**MATERIAL PROVIDED**
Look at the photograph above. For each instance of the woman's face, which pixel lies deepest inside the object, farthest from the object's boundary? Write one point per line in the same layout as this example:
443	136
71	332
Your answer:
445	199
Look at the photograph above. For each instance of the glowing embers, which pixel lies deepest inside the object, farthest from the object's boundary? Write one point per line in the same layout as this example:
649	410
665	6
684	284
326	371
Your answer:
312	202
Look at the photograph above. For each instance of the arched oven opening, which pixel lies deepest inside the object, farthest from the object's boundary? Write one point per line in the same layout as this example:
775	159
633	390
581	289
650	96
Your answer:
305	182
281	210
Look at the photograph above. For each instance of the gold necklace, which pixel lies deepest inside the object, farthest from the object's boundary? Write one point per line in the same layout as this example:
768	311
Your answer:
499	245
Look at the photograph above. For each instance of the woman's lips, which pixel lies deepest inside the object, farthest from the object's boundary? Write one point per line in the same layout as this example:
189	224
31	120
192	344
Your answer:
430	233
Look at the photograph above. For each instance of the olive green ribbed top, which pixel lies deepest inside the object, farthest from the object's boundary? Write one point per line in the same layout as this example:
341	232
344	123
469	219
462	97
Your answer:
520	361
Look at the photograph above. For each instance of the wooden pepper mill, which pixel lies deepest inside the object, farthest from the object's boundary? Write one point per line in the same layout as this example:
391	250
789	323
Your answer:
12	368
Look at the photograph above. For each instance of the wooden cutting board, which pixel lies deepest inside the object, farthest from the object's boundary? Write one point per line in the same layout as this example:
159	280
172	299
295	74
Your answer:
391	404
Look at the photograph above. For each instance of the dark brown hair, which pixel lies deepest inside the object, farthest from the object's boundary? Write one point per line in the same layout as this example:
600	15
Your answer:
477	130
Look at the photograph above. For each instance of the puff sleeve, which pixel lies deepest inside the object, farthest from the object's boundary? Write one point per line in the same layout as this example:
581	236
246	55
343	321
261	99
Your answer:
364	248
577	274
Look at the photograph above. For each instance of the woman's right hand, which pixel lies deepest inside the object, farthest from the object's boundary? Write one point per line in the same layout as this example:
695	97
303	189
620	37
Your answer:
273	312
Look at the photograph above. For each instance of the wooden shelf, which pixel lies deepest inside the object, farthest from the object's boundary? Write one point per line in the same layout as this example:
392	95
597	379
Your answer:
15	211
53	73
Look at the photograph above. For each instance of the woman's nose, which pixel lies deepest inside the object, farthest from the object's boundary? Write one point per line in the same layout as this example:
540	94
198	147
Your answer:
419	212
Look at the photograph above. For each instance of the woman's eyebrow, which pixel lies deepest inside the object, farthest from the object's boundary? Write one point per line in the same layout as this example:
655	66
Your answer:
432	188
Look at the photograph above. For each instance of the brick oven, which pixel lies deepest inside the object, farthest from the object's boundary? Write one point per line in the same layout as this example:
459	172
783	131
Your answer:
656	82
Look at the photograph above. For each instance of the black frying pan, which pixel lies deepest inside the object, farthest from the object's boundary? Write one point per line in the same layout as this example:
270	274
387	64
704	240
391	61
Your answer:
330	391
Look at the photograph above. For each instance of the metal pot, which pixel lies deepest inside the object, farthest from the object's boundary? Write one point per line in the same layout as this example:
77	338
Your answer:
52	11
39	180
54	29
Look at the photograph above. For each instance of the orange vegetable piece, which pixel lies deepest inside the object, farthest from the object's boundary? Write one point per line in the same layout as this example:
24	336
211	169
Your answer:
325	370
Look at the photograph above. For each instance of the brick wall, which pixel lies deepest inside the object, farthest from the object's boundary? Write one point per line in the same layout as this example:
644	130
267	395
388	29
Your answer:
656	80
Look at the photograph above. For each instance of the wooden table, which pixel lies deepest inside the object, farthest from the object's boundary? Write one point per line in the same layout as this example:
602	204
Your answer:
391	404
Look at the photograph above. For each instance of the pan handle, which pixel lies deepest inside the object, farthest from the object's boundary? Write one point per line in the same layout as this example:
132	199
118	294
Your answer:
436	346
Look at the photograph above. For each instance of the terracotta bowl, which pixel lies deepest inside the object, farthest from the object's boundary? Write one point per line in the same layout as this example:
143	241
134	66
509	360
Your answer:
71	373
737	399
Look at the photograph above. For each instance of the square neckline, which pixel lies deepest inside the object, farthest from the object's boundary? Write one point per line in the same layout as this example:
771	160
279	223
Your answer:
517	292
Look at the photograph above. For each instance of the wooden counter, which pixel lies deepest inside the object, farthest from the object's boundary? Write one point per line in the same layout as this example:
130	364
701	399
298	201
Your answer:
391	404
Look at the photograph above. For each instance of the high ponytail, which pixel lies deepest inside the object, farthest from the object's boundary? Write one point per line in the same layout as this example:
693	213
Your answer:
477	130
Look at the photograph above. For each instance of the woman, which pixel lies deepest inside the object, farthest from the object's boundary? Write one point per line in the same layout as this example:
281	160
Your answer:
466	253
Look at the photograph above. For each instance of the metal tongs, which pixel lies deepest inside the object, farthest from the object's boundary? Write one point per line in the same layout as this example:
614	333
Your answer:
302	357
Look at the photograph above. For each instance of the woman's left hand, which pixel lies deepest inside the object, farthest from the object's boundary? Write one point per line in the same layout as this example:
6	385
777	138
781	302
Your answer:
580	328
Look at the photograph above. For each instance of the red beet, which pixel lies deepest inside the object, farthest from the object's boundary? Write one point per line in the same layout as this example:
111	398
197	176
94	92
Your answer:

**WHAT YOU NEED TO DO**
Reproduce word for word the data above, starting at the line that contains "Look at the photograph above. For each instance of the pan" and ending with the last line of the data, both ends included.

**WRITTEN SOLUTION**
Look at the photograph above. For each instance of the pan handle, which pixel lies deepest inside the object, farthest from the object's boundary? Write one point per line in the same layout as this example:
132	199
118	294
Your answer:
436	346
Look at the photograph above. For each instance of the terracotta bowl, which pixel lies deepest inside the object, farthest from the object's boundary? Write one point per line in the same layout as this example:
143	241
134	66
509	360
Your answer:
71	373
737	399
Look at the photograph above. For each instance of the square neckline, which pixel lies deepest inside the object, farthest from the object's boundary? Write one point per line in the same layout as this example:
771	160
279	223
Your answer:
517	292
Look at the photograph above. For each instance of the wooden counter, which pixel lies deepest inside the object, farthest from the object's boundary? Write one point per line in the same layout as this example:
130	364
701	399
298	201
Your answer:
391	404
Look at the photograph above. For each instance of the high ponytail, which pixel lies deepest inside the object, farthest from the object's boundary? Write one point per line in the same layout as this example:
693	213
Your answer:
477	130
Look at the photograph above. For each instance of the woman, which pixel lies deepest inside the object, farthest from the object's boundary? Write one point per line in the same layout as this example:
281	160
Your answer:
466	253
Look at the photograph above. For each instance of the metal tongs, which pixel lies deepest inside the object, farthest from the object's boundary? Write one point per line in the same layout as this example:
614	333
Your answer:
302	357
Look at the photograph above. For each instance of the woman's left hand, which pixel lies deepest inside the object, farthest from the object's boundary? Write one point per line in the same layout as this example:
6	385
777	138
781	302
Your answer:
580	328
Look at the photograph above. For each instance of the red beet, which pixel lies deepest inside the object, farthest from the object's boundary? Write one point per line in the same layout as this example:
111	398
197	176
94	92
Your answer:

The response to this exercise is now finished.